--- START ---
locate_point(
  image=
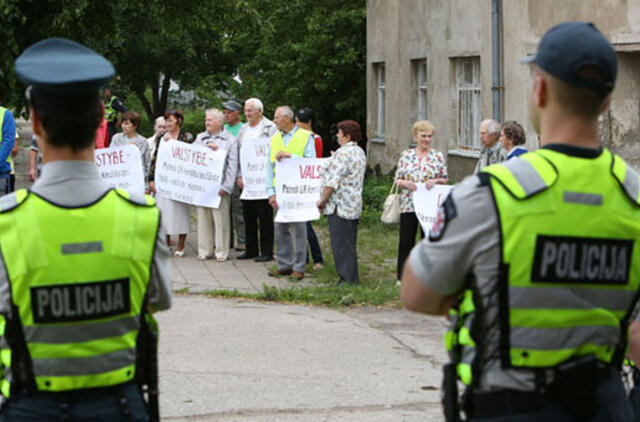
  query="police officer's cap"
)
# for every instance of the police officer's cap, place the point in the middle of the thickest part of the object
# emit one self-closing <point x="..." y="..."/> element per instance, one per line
<point x="61" y="66"/>
<point x="569" y="47"/>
--- END ---
▶ **Aim of the task**: Repeat every entry above exactly; images stay out of the copy.

▶ **Answer to the problem**:
locate_point(
  image=
  query="police officer's cap"
)
# for every instance of the police officer's cap, place the point in the middle of the thickest part of the object
# emit one self-closing <point x="..." y="..."/> element per instance, one per line
<point x="61" y="66"/>
<point x="569" y="47"/>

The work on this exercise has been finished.